__Passage to read__.
────────────────────────────────────────
A grace-and-favour home is a residential property owned by a monarch by virtue of his or her position as head of state and leased, often rent-free, to persons as part of an employment package or in gratitude for past services rendered.  

In the United Kingdom, these homes are owned by the Crown or a charity and, in modern times, are often within the gift of the prime minister. Most of these properties are taxed as a "benefit in kind", although this status does not apply to 10 Downing Street or any home granted for security purposes, such as the residence of the Secretary of State for Northern Ireland. They are at times granted to senior politicians.
  
It is possible that the term crept into English through the writings of Niccolò Machiavelli, who wrote of advisers who are ministers per grazia e concessione, which has been translated as "through grace and favour".

England
In 1986, there were 120 apartments total, the most splendid being at Kensington Palace where the Prince of Wales, Duke and Duchess of Gloucester, and Prince and Princess Michael of Kent lived. There are also some at Windsor Castle, and Buckingham Palace. St James's Palace had 20 apartments. Lord Kitchener once lived there, as did the Duke of Windsor. Most apartments are modest, some two rooms, inhabited mostly by retired members of the household staff. Hampton Court apartments were generally occupied by retired soldiers and diplomats or (more usually) by their widows. Grace and favour apartments have been discontinued at Hampton Court. There were once 69. In 1986, this had dwindled to 15.
────────────────────────────────────────
__Stated goal__.
Pick up the text on grace-and-favour homes after its last sentence and carry it on. The listing that comes next is separate material and is not part of the text on grace-and-favour homes.

(Items from a data source)
────────────────────────────────────────
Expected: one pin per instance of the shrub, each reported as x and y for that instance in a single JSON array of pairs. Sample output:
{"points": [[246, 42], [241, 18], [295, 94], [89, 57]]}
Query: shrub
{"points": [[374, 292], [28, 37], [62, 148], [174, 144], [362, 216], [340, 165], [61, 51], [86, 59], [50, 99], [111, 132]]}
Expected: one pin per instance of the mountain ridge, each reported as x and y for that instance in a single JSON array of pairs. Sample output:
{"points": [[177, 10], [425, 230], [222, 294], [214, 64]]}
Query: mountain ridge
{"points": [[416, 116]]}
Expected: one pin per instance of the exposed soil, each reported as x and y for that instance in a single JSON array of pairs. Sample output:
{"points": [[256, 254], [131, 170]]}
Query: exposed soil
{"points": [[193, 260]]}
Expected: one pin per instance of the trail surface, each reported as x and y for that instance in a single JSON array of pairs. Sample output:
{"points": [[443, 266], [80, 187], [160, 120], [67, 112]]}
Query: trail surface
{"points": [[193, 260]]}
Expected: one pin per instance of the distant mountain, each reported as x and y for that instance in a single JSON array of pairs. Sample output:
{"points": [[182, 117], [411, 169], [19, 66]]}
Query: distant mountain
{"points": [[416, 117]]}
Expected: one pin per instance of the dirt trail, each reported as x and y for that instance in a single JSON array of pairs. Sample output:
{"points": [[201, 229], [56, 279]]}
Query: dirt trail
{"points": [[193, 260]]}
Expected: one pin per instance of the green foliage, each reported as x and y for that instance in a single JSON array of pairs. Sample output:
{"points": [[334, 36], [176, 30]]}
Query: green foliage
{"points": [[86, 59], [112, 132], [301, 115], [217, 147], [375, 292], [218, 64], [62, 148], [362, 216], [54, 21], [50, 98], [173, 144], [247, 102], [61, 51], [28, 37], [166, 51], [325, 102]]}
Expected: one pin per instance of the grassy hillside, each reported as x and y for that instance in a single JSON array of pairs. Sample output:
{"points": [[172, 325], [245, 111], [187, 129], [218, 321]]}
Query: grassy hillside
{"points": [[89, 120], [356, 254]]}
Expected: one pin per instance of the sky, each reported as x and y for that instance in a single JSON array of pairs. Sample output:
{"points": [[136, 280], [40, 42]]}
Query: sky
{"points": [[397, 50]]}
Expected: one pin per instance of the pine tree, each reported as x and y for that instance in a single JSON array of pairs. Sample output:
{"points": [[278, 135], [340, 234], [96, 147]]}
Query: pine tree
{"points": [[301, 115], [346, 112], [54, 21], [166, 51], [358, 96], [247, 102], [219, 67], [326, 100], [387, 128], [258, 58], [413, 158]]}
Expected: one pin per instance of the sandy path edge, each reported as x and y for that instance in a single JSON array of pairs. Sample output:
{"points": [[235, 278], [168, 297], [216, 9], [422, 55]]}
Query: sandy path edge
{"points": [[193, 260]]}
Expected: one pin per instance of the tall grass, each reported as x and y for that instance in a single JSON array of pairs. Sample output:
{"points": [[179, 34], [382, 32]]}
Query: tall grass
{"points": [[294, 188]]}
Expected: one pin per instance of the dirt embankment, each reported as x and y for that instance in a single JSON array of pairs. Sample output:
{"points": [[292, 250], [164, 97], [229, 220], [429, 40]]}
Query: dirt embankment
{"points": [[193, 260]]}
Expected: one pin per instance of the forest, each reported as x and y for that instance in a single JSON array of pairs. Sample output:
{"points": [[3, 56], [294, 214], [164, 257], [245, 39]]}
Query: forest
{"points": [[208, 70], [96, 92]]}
────────────────────────────────────────
__Response for this exercise__.
In the latter part of Queen Victoria's reign, Frogmore Cottage in the Home Park, Windsor, was the grace and favour residence of her Indian attendant, Abdul Karim (the Munshi). In 2018, it was renovated for the Duke and Duchess of Sussex, who moved into it in the spring of 2019.

Other residences include:
 10 Downing Street, City of Westminster — official residence of the First Lord of the Treasury (now always the Prime Minister of the United Kingdom)
 Chequers, Ellesborough — official country house of the Prime Minister
 11 Downing Street, Westminster — official residence of the Chancellor of the Exchequer (Second Lord of the Treasury)
 12 Downing Street, Westminster — official residence of the Chief Whip
 Dorneywood, Burnham — official ministerial residence; a country residence usually for use of the Chancellor, or for the Deputy Prime Minister. (Used by Chancellor during May ministry)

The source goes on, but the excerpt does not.